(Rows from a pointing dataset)
------------------------------------------------

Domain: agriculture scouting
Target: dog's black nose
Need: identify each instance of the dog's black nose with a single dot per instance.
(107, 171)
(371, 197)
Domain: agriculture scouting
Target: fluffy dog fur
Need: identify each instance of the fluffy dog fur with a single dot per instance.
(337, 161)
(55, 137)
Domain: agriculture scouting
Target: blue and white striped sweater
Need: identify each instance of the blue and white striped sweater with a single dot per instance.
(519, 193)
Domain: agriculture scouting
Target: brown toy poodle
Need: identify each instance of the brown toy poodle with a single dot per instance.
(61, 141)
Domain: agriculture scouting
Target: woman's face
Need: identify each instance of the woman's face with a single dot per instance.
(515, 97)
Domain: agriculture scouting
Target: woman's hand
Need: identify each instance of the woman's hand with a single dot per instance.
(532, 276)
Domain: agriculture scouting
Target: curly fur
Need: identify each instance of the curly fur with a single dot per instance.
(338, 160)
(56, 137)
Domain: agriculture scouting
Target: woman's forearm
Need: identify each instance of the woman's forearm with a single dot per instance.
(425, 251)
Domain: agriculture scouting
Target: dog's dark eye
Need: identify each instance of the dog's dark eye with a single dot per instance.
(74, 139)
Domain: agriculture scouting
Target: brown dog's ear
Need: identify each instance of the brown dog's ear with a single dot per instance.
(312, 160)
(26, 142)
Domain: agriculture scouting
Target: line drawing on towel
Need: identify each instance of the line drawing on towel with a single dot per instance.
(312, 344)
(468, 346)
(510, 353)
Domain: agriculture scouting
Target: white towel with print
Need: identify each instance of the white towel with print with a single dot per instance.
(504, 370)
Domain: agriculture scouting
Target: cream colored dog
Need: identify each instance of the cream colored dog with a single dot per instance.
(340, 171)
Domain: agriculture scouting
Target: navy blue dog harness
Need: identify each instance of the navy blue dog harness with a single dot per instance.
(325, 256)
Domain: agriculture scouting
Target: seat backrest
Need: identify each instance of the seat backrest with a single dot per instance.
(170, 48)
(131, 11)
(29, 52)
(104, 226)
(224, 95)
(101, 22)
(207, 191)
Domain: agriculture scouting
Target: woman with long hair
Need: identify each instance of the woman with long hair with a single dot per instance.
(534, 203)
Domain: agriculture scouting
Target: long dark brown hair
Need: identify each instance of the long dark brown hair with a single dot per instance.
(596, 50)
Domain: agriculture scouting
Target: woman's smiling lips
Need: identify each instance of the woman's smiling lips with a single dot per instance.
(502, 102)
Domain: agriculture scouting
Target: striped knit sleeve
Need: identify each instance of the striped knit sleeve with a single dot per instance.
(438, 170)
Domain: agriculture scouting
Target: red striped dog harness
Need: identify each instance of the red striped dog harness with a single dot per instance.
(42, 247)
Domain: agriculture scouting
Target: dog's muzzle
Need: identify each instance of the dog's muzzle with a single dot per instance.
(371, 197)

------------------------------------------------

Exercise requirements:
Hand back the material above in full, exactly as written.

Result of this task:
Domain: agriculture scouting
Target: dog's black nose
Need: identify each instance of the dog's black nose with a single dot per instance.
(107, 171)
(371, 197)
Domain: agriculture scouting
Target: fluffy dog fur
Need: identify each instance of the fluffy dog fur with a single dot per instance.
(337, 161)
(55, 137)
Domain: agriculture scouting
Target: blue and white striped sweater
Need: identify each instance of the blue and white striped sweater with a single dot per instance.
(519, 193)
Domain: agriculture scouting
Target: brown toy poodle
Need: identify each instance of the brown toy poodle with a single dot per instance.
(61, 141)
Domain: agriculture scouting
Target: woman's face
Need: identify each instance of the woman's face with a single dot per instance.
(515, 97)
Domain: agriculture scouting
Target: woman's hand
Need: identify each instance of the woman's hand with a single dot per instance.
(532, 276)
Domain: agriculture scouting
Target: curly fur
Need: identify each instance of the curly fur with a single dot per instance.
(338, 160)
(56, 137)
Domain: agriculture scouting
Target: woman's forearm
Need: identify each instance of the woman's forearm with a single dot per instance.
(425, 251)
Domain: agriculture scouting
Target: dog's dark eye
Need: identify each instance of the dog's dark eye with a single dot per instance.
(74, 139)
Domain: agriculture scouting
Target: brown dog's ear
Need: identify each instance of the brown dog's ear with a single dot per instance.
(312, 160)
(26, 142)
Domain: agriculture scouting
Target: line drawing on towel
Need: identify each instance of the line drawing on towel with a single dot per instance.
(312, 344)
(468, 346)
(510, 353)
Domain: agriculture scouting
Target: white towel with print
Need: identify each instance of the white towel with print with a single dot per instance.
(504, 370)
Domain: agriculture scouting
Target: cream colored dog
Need: identify each instance of the cream colored dog with a single dot per instance.
(340, 171)
Domain: agriculture scouting
Target: navy blue dog harness
Need: identify each instance of the navy blue dog harness with a single dot per instance.
(325, 256)
Domain: agriculture scouting
Target: seat backrest
Need: identify each instance of the seat backrest with a single dot per instance.
(170, 48)
(131, 11)
(29, 52)
(104, 226)
(224, 95)
(101, 22)
(207, 191)
Domain: agriculture scouting
Target: woman with long hair
Need: identify each instance of the woman with long hair with a single dot per instance.
(534, 203)
Domain: agriculture scouting
Target: long dark brown hair
Need: identify each instance of the long dark brown hair with a single dot per instance.
(596, 50)
Domain: agriculture scouting
Target: woman's smiling lips
Need: identify each instance of the woman's smiling lips with a single dot per instance.
(502, 102)
Domain: agriculture scouting
Target: striped knit sleeve
Need: identify each instance of the striped knit sleeve with a single dot per instance.
(438, 170)
Domain: agriculture scouting
Target: red striped dog harness
Need: identify each instance of the red striped dog harness with a single dot per instance.
(42, 247)
Domain: agriculture scouting
Target: dog's muzzle
Need: identify each instance of the dog's muzzle with a single dot per instance.
(371, 197)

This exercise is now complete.